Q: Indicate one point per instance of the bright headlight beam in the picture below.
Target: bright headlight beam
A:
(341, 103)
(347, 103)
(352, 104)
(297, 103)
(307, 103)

┄┄┄┄┄┄

● REQUIREMENT
Word for word, transcribe all of the material.

● TASK RESPONSE
Q: Indicate one point per instance of the bright headlight beam in the picture below.
Target: bright headlight beam
A:
(341, 103)
(347, 103)
(352, 104)
(297, 103)
(307, 103)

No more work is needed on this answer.